Supplied passage:
——

To determine how using cadmium instead of zinc would affect cell emf, we need to compare the standard reduction potentials of the two metals. For zinc, the standard reduction potential is as follows: \[Zn^{2+}(aq) + 2 e^- \rightarrow Zn(s) \quad E^0 = -0.76 V\] For cadmium, the standard reduction potential is as follows: \[Cd^{2+}(aq) + 2 e^- \rightarrow Cd(s) \quad E^0 = -0.40 V\]

The difference in the standard potentials of cadmium and zinc can now be calculated as: \[\Delta E^0 = E^0_{Cd} - E^0_{Zn}\] Plug in the values: \[\Delta E^0 = -0.40 - (-0.76)\] Now, calculate the value: \[\Delta E^0 = 0.36 V\]

Since the difference in standard reduction potentials is positive, we find that using cadmium instead of zinc would result in an increase in the cell emf by 0.36 V. This means that the alkaline battery would provide more electrical potential when using cadmium as compared to using zinc.

——

Collected material:
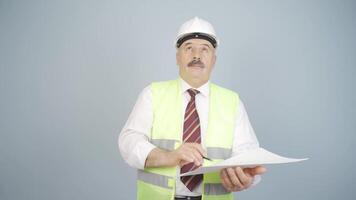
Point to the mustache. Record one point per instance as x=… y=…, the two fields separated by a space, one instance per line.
x=196 y=62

——

Things to do:
(A) Restate the cadmium and zinc calculation, beginning at the words "The difference in the" and stopping after "to using zinc.", and swap every "cadmium" for "Cd".
(B) Extend the cadmium and zinc calculation with new text that picks up after its final sentence.
The lines are unrelated to the cadmium and zinc calculation.

Results for each task:
(A)
The difference in the standard potentials of Cd and zinc can now be calculated as: \[\Delta E^0 = E^0_{Cd} - E^0_{Zn}\] Plug in the values: \[\Delta E^0 = -0.40 - (-0.76)\] Now, calculate the value: \[\Delta E^0 = 0.36 V\]

Since the difference in standard reduction potentials is positive, we find that using Cd instead of zinc would result in an increase in the cell emf by 0.36 V. This means that the alkaline battery would provide more electrical potential when using Cd as compared to using zinc.

(B)
Now, let's discuss the environmental advantage of using nickel-metal hydride (NiMH) batteries over nickel-cadmium (NiCd) batteries. Both NiMH and NiCd batteries share similar positive electrodes (nickel hydroxide) and similar alkaline electrolytes. However, the negative electrodes of NiMH batteries contain a metal hydride instead of cadmium as in NiCd batteries.

The primary environmental advantage of using NiMH batteries over NiCd batteries lies in the absence of toxic cadmium in NiMH batteries. Cadmium is a heavy metal that can be toxic to humans, animals, and the environment. When not properly disposed of or recycled, cadmium can leach into soil and water systems, resulting in significant and long-lasting environmental damage. On the other hand, the metal hydride used in the negative electrode of NiMH batteries has a relatively lower environmental impact and toxicity compared to cadmium. This makes NiMH batteries a more environmentally friendly option than NiCd batteries.